Source data:
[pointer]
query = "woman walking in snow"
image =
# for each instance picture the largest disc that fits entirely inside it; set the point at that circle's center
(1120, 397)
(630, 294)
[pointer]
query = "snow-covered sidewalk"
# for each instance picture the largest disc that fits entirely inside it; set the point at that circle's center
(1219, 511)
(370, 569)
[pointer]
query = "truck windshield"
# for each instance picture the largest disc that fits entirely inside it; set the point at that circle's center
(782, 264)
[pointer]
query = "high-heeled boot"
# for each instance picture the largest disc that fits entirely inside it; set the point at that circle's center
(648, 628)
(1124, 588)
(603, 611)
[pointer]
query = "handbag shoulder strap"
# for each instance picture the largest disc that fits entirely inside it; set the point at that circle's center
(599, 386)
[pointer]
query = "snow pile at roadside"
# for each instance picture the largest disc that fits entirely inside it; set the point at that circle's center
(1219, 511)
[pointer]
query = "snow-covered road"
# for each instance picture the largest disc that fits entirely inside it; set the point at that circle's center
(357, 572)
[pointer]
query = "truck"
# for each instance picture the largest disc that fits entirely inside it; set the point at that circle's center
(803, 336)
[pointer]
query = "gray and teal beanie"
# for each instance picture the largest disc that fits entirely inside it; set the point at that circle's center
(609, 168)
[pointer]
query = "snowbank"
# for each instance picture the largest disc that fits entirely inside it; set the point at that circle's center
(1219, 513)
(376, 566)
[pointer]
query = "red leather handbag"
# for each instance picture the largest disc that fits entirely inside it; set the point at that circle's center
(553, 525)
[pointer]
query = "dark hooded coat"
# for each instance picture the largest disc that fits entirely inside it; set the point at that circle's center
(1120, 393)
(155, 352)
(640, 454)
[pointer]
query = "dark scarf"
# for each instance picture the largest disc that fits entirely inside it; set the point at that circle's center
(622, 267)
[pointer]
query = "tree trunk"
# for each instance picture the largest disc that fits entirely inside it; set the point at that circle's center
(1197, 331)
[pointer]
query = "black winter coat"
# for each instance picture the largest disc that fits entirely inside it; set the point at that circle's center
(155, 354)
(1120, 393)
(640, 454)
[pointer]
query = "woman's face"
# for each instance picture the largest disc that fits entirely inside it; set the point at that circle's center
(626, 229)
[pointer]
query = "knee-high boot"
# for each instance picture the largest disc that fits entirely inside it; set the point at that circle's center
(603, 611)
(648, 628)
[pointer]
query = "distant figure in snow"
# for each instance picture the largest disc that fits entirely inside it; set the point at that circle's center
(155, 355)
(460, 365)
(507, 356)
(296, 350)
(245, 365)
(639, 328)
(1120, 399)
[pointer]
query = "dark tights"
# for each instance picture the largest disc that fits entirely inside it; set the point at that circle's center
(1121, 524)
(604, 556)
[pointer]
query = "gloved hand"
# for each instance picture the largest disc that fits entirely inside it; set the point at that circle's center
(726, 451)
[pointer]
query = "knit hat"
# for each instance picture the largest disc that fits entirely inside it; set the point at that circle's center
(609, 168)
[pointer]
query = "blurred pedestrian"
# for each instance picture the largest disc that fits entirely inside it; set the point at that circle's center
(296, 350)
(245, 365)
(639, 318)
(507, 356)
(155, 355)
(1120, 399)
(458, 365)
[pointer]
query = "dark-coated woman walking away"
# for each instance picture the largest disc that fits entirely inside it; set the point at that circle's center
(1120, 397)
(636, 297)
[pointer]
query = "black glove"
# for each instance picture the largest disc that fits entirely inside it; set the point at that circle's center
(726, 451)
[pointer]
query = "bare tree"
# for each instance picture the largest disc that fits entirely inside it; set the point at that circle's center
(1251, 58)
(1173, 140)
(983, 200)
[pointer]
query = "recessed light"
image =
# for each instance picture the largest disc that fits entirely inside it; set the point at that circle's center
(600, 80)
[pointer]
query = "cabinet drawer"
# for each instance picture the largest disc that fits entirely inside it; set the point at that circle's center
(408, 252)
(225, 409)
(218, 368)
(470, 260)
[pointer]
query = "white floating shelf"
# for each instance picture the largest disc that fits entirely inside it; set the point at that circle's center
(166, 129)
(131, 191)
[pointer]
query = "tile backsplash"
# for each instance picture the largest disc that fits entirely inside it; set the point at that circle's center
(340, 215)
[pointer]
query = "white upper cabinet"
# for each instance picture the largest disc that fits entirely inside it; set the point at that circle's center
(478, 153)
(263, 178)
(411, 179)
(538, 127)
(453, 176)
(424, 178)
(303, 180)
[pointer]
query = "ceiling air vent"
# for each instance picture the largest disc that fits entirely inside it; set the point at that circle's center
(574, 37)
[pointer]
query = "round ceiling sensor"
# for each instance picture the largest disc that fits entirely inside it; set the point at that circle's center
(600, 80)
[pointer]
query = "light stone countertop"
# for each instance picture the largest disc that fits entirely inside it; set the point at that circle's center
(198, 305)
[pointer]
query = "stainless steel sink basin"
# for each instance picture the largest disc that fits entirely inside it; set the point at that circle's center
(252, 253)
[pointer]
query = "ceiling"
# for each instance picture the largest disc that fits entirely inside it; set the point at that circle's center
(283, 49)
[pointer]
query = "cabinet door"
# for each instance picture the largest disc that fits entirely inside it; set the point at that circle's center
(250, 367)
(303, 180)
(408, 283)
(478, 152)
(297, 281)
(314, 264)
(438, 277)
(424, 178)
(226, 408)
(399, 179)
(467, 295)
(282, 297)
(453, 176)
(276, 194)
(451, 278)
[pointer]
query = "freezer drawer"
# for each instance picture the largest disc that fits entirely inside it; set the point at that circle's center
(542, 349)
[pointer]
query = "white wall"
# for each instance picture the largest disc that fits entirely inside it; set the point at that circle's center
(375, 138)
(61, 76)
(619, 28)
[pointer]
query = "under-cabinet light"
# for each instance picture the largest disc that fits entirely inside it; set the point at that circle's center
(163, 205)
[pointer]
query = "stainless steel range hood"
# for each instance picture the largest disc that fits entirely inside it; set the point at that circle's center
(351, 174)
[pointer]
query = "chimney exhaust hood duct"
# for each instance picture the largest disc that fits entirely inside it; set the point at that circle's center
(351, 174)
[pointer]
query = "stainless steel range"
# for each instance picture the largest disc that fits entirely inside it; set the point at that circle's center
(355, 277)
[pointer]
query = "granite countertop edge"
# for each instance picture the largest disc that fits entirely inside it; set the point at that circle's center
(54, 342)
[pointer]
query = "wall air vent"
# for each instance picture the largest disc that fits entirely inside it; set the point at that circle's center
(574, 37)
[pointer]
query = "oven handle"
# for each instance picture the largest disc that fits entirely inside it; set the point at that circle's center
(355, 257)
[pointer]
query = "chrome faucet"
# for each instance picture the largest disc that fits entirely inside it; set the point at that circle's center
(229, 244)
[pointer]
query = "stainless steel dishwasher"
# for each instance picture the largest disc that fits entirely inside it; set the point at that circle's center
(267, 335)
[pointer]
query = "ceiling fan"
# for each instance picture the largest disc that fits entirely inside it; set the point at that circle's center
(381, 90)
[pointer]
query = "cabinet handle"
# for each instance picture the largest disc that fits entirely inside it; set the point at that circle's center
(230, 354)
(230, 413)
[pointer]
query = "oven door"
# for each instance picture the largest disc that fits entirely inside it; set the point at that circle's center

** Task directions **
Filter the entries and copy out every line with the word "dark".

** Task output **
query = "dark hooded coat"
query = "dark scarf"
query = "dark tights"
query = "dark-coated woman walking away"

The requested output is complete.